--- TEKSTFRAGMENT ---

+ Plus

Eerste Test Ducati Hypermotard 698 Mono

De dikke eencilinder leek een uitstervend ras, tot Ducati vriend en vijand afgelopen jaar verraste met de ontwikkeling van een hagelnieuw blok, de Superquadro Mono. Dat 77,5 pk sterke aggregaat maakt nu zijn debuut in de nieuwe Hypermotard 698 Mono, een supermoto-achtige gymnasiast die rijplezier in hoofdletters schrijft. Kom maar op!

Zelfs na meerdere keren doorhalen tot de begrenzer blijft het verbazingwekkend om te zien en ervaren: meer dan tien-dui-zend (!) toeren draait dit bijzonder onderhoudende, volledig nieuwe Ducati-aggregaat. Op zich niet eens een zo héél spectaculair toerental natuurlijk, ware het niet dat er onder me een dikke, 77,5 pk sterke eencilinder zit te stampvoeten. Een heel hoogtoerig blok kortom, dat zich hiermee sterk onderscheidt van eigenlijk de enige andere concurrent in eencilindersegment, de KTM LC4. In MotoPlus 4/2024 kon je in een uitgebreid techniekverhaal al alles lezen over beide blokken en de opvallend grote verschillen in bouwwijze, daarom op deze plek enkel een summiere samenvatting.

---

▶ **WAT GEVRAAGD WORDT**
(1) Schrijf alsjeblieft het stuk van "Eerste Test Ducati" tot en met "Kom maar op!" uit de motortest woordelijk over.
(2) Welke naam draagt het nieuwe eencilinderblok van Ducati volgens de motortest?
De records staan helemaal los van de motortest.

--- RECORDS ---

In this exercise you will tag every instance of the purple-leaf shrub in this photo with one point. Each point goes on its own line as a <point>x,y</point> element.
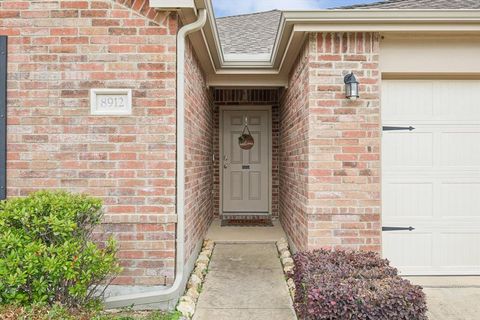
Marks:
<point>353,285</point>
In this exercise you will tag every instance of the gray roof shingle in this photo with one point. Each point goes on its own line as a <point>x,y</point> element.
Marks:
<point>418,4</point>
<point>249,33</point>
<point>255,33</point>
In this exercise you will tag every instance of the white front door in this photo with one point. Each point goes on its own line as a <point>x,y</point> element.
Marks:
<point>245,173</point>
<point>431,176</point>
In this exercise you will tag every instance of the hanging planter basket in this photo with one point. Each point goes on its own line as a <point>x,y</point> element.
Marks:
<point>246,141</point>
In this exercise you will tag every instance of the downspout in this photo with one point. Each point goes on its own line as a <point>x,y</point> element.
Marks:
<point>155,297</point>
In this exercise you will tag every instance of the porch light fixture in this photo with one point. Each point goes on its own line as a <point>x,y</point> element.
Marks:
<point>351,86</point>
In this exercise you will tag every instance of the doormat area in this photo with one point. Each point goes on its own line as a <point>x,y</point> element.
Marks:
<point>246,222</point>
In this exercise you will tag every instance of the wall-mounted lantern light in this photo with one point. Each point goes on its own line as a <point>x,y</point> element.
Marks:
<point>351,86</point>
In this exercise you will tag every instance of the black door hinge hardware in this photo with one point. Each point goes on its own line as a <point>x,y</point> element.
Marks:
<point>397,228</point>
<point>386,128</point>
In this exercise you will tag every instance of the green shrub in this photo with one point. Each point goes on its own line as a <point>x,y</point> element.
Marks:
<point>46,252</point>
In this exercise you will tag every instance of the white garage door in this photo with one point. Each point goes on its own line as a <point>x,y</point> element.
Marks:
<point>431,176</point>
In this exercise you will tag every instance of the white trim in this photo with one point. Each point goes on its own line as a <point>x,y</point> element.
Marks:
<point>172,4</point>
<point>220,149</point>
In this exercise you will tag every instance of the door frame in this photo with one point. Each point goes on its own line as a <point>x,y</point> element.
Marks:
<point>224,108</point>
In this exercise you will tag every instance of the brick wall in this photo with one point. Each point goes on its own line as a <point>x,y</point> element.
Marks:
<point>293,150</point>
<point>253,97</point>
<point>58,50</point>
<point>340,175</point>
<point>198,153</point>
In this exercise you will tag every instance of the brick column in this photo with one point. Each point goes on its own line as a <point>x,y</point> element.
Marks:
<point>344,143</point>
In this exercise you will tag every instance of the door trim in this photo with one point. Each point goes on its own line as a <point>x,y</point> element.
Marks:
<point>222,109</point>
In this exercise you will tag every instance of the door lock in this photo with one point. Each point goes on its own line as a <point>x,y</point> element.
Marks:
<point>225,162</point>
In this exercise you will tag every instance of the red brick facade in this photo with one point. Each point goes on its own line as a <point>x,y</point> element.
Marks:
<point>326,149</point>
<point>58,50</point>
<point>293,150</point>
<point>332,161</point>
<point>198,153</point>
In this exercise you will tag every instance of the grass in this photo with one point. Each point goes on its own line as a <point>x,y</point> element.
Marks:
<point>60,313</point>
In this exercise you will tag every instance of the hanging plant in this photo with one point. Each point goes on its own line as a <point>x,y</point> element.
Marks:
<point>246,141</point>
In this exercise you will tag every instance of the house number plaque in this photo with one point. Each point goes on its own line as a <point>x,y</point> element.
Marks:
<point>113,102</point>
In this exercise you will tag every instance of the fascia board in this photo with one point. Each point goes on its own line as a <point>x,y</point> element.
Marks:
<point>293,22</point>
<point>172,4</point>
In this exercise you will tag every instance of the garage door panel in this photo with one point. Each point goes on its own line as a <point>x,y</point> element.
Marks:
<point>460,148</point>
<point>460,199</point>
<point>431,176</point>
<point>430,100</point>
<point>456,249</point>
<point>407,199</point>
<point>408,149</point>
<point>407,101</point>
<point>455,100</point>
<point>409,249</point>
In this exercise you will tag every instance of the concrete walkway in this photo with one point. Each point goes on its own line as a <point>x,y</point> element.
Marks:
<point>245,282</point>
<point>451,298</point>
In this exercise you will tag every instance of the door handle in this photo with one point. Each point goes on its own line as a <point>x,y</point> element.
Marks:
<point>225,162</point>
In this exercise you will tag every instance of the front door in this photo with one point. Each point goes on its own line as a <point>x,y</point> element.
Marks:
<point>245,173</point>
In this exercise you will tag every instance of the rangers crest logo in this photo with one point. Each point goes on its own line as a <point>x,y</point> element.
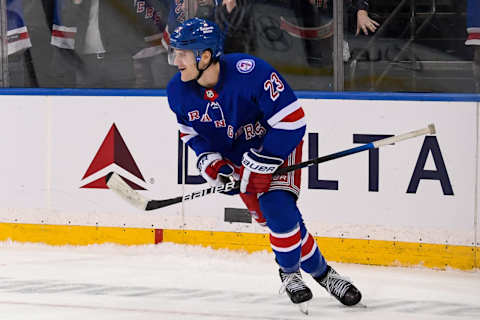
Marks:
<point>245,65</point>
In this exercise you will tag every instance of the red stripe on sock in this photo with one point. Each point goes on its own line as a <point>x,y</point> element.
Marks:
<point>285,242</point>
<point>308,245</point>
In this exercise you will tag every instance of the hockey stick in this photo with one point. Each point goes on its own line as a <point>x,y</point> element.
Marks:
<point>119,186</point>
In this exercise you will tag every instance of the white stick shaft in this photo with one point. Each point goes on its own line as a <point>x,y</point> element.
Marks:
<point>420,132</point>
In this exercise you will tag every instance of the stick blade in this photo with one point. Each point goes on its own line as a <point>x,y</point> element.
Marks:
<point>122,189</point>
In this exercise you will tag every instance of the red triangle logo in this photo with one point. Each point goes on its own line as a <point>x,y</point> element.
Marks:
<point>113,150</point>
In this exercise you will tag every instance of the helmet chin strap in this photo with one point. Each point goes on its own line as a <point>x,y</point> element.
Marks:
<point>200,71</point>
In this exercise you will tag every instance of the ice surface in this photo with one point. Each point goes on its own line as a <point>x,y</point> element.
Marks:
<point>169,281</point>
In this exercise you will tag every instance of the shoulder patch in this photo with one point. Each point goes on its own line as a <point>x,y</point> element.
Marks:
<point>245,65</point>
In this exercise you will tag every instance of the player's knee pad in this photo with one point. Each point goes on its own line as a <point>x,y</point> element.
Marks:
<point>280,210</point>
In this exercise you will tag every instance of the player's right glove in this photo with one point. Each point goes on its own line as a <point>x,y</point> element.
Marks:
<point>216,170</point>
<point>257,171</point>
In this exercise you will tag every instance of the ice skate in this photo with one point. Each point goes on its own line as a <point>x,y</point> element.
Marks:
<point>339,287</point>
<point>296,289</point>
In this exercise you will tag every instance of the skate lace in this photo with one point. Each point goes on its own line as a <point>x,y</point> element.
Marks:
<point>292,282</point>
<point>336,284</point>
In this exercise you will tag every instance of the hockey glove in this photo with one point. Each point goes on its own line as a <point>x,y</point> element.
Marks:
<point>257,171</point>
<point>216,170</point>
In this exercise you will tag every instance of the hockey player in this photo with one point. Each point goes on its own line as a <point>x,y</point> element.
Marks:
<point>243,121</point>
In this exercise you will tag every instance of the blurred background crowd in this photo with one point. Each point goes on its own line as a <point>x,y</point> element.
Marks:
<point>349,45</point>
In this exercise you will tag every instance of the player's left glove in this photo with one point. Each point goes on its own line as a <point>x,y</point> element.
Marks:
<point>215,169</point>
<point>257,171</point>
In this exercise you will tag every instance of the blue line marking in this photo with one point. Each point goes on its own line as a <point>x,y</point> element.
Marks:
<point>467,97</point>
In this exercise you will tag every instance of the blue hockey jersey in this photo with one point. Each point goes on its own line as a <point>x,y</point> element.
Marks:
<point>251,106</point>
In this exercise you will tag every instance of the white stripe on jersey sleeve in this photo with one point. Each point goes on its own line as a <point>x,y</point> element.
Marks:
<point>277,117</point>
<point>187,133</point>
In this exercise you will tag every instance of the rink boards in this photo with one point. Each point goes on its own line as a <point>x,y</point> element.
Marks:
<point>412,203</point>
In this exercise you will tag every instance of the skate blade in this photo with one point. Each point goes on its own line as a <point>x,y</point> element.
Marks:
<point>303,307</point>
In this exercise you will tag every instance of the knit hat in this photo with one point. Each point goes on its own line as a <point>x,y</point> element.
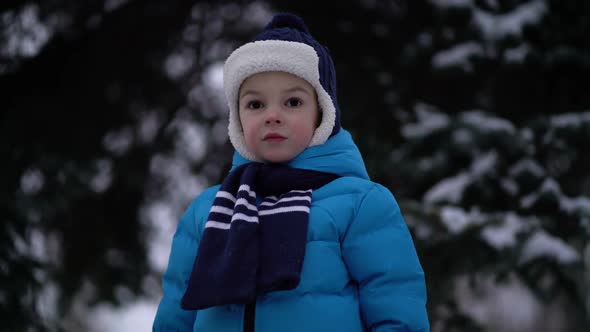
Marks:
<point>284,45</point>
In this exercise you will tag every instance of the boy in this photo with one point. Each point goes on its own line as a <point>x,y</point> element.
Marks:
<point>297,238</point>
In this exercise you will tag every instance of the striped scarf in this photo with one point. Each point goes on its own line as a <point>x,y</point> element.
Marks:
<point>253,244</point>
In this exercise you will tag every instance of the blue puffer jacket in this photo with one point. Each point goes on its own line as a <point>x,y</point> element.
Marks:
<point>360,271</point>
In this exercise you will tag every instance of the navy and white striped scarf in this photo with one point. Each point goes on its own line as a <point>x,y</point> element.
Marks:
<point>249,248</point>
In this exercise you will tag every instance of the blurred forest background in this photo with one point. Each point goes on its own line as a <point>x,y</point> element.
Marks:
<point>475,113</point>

---

▶ **ANTWOORDEN PER OPDRACHT**
(1)
Eerste Test Ducati Hypermotard 698 Mono

De dikke eencilinder leek een uitstervend ras, tot Ducati vriend en vijand afgelopen jaar verraste met de ontwikkeling van een hagelnieuw blok, de Superquadro Mono. Dat 77,5 pk sterke aggregaat maakt nu zijn debuut in de nieuwe Hypermotard 698 Mono, een supermoto-achtige gymnasiast die rijplezier in hoofdletters schrijft. Kom maar op!

(2) Superquadro Mono